Task requirements:
1. Name every organization that the post says co-sponsored the "Under Siege" seminar.
2. Per the post, who held the consulship of Rome alongside Cicero?

Extract:
──────
Wednesday, May 6, 2026

We all have to stand up for the Rule of Law

This was the overarching message at the seminar I attended (via Zoom) yesterday, "Under Siege: The American Judiciary and the Rule of Law," co-sponsored by the Chicago Bar Association, the Cummins Family Foundation, and the Berkeley Judicial Institute. I know the seminar was recorded. If the technical hitches that marred the transmission of one of the presentations did not interfere with that recording, I hope the CBA may offer it as one of their on-demand CLE offerings.

The fellow pictured here is not a judge; he's not even an American. He is, in fact, Marcus Tullius Cicero. Cicero may not have been the best lawyer Rome ever produced, but he is certainly the most famous. But there is an American tie-in: Our Founding Fathers were quite familiar with his work.

Our educational system has deteriorated to the point where you probably are not so familiar with Cicero. Maybe all you know about Cicero is that it is the north-south street at 4800 W on the Chicago grid map. Thanks to GPS, you might not even know that much.

So let me tell you: Cicero was elected as Consul of Rome for the year 63 B.C. (with Gaius Antonius Hybrida, Mark Anthony's uncle... and, at one point, his father-in-law as well). This was an astounding achievement for Cicero, not only because he was a novus homo -- a "new man," meaning that no one in his family had ever achieved this office -- but because, unlike most Roman politicians, he had a negligible military career. His rise to consular rank was entirely due to his prowess as a lawyer. And also his client base, of course.
──────
Entries provided:
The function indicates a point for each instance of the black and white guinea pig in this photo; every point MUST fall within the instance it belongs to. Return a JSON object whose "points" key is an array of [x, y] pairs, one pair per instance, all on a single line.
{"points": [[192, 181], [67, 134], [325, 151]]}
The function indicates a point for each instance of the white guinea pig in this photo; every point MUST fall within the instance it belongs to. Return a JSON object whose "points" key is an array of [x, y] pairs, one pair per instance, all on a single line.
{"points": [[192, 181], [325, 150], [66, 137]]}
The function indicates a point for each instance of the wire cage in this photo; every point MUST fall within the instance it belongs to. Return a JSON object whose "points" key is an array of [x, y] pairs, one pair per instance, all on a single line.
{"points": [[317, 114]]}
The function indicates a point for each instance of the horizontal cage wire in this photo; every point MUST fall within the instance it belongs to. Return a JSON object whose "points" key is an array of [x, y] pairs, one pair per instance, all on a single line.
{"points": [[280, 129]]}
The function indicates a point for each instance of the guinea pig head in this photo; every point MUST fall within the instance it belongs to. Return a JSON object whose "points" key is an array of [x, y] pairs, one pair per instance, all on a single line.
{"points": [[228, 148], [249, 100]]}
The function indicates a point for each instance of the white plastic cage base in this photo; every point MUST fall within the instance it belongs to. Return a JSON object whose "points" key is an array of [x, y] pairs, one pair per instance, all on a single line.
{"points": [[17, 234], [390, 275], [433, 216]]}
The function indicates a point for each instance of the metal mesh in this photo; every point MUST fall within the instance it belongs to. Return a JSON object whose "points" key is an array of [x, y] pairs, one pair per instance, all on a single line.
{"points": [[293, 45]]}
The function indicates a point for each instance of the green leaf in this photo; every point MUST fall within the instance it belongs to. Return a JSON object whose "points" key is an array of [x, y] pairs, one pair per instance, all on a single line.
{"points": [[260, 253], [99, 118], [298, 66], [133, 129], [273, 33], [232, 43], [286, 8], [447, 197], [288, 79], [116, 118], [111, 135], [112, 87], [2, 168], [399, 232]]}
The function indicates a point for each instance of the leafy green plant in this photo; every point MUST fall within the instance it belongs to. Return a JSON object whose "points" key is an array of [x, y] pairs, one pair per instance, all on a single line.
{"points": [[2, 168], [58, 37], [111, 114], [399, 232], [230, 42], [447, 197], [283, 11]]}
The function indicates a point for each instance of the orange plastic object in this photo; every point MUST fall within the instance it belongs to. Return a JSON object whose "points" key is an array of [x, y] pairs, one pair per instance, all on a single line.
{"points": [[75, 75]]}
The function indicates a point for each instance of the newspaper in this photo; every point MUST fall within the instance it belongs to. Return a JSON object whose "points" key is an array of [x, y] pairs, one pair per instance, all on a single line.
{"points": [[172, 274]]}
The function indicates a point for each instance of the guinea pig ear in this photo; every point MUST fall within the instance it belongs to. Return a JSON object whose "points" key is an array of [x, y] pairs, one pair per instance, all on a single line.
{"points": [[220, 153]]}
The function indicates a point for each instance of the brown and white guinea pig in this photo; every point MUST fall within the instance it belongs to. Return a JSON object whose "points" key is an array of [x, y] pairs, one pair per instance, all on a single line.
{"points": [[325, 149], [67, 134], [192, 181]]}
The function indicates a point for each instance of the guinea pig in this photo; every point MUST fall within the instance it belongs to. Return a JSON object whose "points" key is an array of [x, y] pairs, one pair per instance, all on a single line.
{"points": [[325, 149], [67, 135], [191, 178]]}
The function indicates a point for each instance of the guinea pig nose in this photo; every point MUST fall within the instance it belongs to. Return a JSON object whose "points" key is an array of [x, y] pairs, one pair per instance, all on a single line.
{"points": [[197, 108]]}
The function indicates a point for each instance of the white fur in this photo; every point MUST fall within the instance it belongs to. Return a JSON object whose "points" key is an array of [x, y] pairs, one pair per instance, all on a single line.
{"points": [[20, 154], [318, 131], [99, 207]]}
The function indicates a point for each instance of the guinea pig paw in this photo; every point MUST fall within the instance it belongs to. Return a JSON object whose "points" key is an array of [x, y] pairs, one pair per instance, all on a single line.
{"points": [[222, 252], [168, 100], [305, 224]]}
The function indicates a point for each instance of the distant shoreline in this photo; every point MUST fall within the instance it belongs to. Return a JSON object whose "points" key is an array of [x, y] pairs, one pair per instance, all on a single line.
──────
Answers to this exercise:
1.
- Chicago Bar Association
- Cummins Family Foundation
- Berkeley Judicial Institute

2. Gaius Antonius Hybrida, Mark Anthony's uncle.